— Begin Text block —

Does Item Language Predict Difficulty? Text Features Across Cognitive Datasets

A Tier 2 IRW vignette linking item text to empirical difficulty. We extract simple linguistic features from item text and ask how well they predict proportion correct across cognitive datasets.

Published

May 12, 2026

Research question

Cognitive items vary enormously in difficulty. Some of that variation is substantive — harder content is harder to answer. But some may be linguistic: items written in more complex language, or containing negation, may be harder to process independent of their content. Can simple text features extracted from item wording predict how often respondents answer correctly?

The IRW’s item text layer makes this question tractable. For tables where both response data and item text are available, we can compute proportion correct per item, extract linguistic features, and ask how much variance those features explain.

Step 1: Select datasets with item text

We restrict to cognitive/educational dichotomous English tables that have item text available via irw_itemtext(). Not all IRW tables have item text — this analysis uses only those that do.

Code

text_tables <- irw_list_itemtext_tables()

meta <- irw_filter(
  construct_type   = "Cognitive/educational",
  n_categories     = 2,
  n_participants   = c(200, Inf),
  primary_language = "eng"
)

eligible_tables <- intersect(text_tables, meta)

This yielded 18 tables (as of May 2026), covering 15 tables with usable item text after joining.

Step 2: Compute proportion correct and extract text features

For each table we (1) fetch response data, (2) fetch item text, (3) compute proportion correct per item, and (4) join the two on the item identifier.

Code

process_table <- function(table_name) {
  df        <- irw_fetch(table_name)
  item_text <- irw_itemtext(table_name)

  prop_correct <- df |>
    mutate(resp = as.numeric(resp), item = as.character(item)) |>
    group_by(item) |>
    summarise(
      prop_correct = mean(resp == 1, na.rm = TRUE),
      n_resp       = sum(!is.na(resp)),
      .groups      = "drop"
    )

  inner_join(prop_correct, item_text, by = "item") |>
    mutate(table = table_name)
}

We then extract two simple text features using base R:

Feature	Description
`word_count`	Number of words
`avg_word_len`	Mean character length per word (excluding punctuation)

Step 3: Distributions of features and outcome

Proportion correct

Code

ggplot(all_data, aes(x = prop_correct)) +
  geom_histogram(bins = 40, fill = "#2166ac", colour = "white", alpha = 0.8) +
  labs(x = "Proportion correct", y = "Count") +
  theme_minimal(base_size = 13)

Figure 1: Distribution of proportion correct across items. Each observation is one item.

Text features

Code

all_data |>
  pivot_longer(c(word_count, avg_word_len),
               names_to = "feature", values_to = "value") |>
  mutate(feature = recode(feature,
    word_count   = "Word count",
    avg_word_len = "Avg word length"

— End Text block —
— Begin Available records —

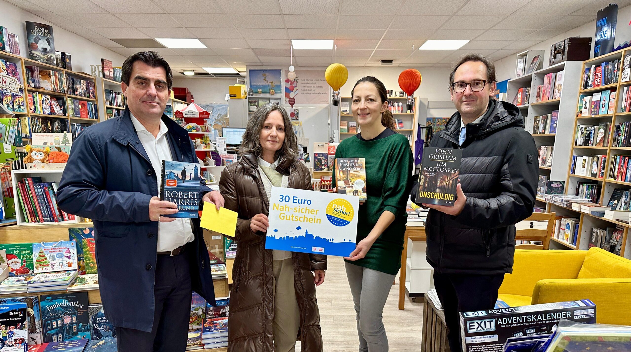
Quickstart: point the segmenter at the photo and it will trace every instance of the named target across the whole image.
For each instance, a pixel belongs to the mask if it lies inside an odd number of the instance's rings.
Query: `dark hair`
[[[497,79],[495,77],[495,65],[493,63],[493,61],[479,54],[469,53],[461,56],[458,62],[452,67],[451,73],[449,74],[450,89],[451,89],[451,84],[454,82],[454,76],[456,75],[456,70],[458,69],[458,67],[461,65],[469,61],[480,61],[487,66],[487,80],[488,81],[488,83],[489,84],[497,81]]]
[[[386,86],[384,86],[380,81],[374,77],[372,77],[372,76],[362,77],[362,78],[358,79],[357,82],[355,82],[355,85],[353,86],[353,89],[351,90],[351,99],[353,97],[353,92],[355,91],[355,88],[357,86],[357,84],[363,82],[370,82],[375,85],[375,87],[377,88],[377,91],[379,93],[379,98],[381,98],[382,104],[388,101],[388,94],[387,91],[386,90]],[[390,112],[390,110],[387,109],[386,109],[386,111],[381,114],[381,124],[383,125],[384,127],[390,128],[396,133],[399,133],[397,131],[396,127],[394,126],[394,116],[392,116],[392,113]]]
[[[171,72],[171,66],[168,65],[168,62],[160,55],[159,54],[153,52],[138,52],[133,55],[131,55],[122,63],[122,81],[127,86],[129,85],[129,79],[131,78],[131,70],[134,67],[134,62],[142,61],[152,67],[162,67],[167,72],[167,86],[171,89],[173,86],[173,72]]]
[[[296,133],[293,133],[289,114],[287,113],[287,110],[285,110],[284,108],[279,106],[274,103],[268,103],[262,106],[259,106],[247,120],[245,132],[243,133],[241,149],[239,149],[240,155],[252,153],[256,157],[261,156],[262,149],[262,147],[261,146],[261,130],[263,129],[263,125],[265,123],[265,120],[268,119],[268,116],[274,110],[278,111],[283,115],[283,123],[285,125],[285,140],[283,141],[283,146],[280,147],[280,149],[276,150],[274,158],[282,157],[294,159],[298,157],[298,137],[296,137]]]

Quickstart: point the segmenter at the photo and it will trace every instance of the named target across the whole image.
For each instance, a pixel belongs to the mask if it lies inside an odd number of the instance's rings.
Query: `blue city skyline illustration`
[[[167,186],[166,180],[167,179],[176,180],[177,181],[177,186]],[[177,191],[179,192],[193,192],[198,195],[199,193],[199,181],[201,179],[199,177],[199,166],[198,164],[179,161],[165,161],[164,180],[163,180],[163,182],[165,183],[165,192],[167,191]],[[163,195],[163,197],[164,195]],[[181,201],[182,200],[178,198],[165,198],[165,200],[173,202],[178,205],[180,205],[179,201]],[[184,206],[184,204],[182,205]],[[199,205],[195,207],[196,208],[194,210],[188,210],[180,208],[179,211],[175,214],[162,216],[179,218],[197,218],[199,216],[198,212],[198,207]]]
[[[347,257],[357,247],[355,242],[349,239],[344,239],[341,242],[335,242],[332,238],[322,237],[309,233],[308,228],[305,229],[304,234],[300,234],[302,229],[300,226],[298,226],[296,227],[297,231],[292,231],[290,234],[281,234],[280,236],[278,236],[278,229],[268,232],[265,240],[265,248]],[[323,250],[313,251],[314,247],[322,248]]]

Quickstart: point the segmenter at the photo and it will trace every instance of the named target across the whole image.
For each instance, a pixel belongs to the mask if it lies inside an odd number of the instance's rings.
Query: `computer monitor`
[[[243,133],[245,128],[242,127],[223,127],[221,128],[221,136],[226,139],[226,144],[238,145],[241,144]]]

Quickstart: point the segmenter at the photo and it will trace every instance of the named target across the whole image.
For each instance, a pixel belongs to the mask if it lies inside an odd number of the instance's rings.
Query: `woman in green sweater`
[[[401,266],[412,150],[408,139],[396,132],[383,83],[362,77],[351,96],[361,132],[343,140],[335,157],[365,159],[367,200],[360,205],[357,247],[344,259],[357,312],[359,351],[387,352],[382,313]]]

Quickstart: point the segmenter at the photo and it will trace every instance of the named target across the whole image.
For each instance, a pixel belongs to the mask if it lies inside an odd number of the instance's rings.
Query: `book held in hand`
[[[335,178],[338,193],[358,196],[366,200],[366,161],[363,157],[335,159]]]
[[[175,214],[167,217],[198,218],[200,190],[199,165],[192,162],[162,161],[160,200],[177,205]]]
[[[462,156],[461,149],[426,147],[414,202],[453,207]]]

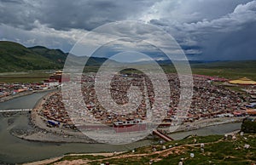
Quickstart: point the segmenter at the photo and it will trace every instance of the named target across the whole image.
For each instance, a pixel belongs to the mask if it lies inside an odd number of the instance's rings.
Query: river
[[[49,92],[35,93],[31,95],[15,98],[0,103],[3,109],[31,109],[35,103]],[[43,143],[20,139],[10,134],[11,129],[32,129],[28,124],[29,113],[16,113],[6,116],[0,113],[0,163],[21,163],[34,162],[66,153],[121,151],[136,147],[148,145],[154,141],[143,139],[129,145],[82,144],[82,143]],[[224,134],[239,129],[241,123],[228,123],[220,126],[211,126],[189,132],[172,134],[174,139],[183,139],[189,134],[209,135]]]

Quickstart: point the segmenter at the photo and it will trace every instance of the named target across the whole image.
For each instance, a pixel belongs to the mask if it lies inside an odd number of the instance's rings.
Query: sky
[[[160,28],[191,60],[256,60],[256,0],[0,0],[0,40],[26,47],[69,52],[87,32],[123,20]]]

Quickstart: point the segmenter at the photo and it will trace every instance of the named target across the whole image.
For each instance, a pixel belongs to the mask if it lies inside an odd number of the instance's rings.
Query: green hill
[[[0,41],[0,72],[61,69],[67,55],[67,53],[61,49],[49,49],[42,46],[26,48],[17,43]],[[84,65],[80,62],[84,61],[84,58],[88,58],[76,55],[71,55],[71,64],[73,63],[74,65]],[[97,66],[105,60],[107,60],[106,58],[91,57],[86,65]],[[111,61],[115,63],[113,60]]]
[[[61,64],[21,44],[0,41],[0,71],[59,69]]]
[[[61,49],[49,49],[42,46],[35,46],[28,48],[38,54],[53,60],[56,64],[61,64],[61,65],[64,65],[66,58],[68,54],[62,52]]]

— End Available records —

(Task requirements):
**A)** Can you copy, word for word, the passage of the vignette on item text and difficulty starting at "inner_join(prop_correct, item_text, by" and ending at "word (excluding punctuation)"?
**B)** How many lines of the records contain the string "green"? Count them and reply with the number alone.
The vignette on item text and difficulty and the records were drawn from separate sources.

(Answers):
**A)**
inner_join(prop_correct, item_text, by = "item") |>
    mutate(table = table_name)
}

We then extract two simple text features using base R:

Feature	Description
`word_count`	Number of words
`avg_word_len`	Mean character length per word (excluding punctuation)

**B)** 2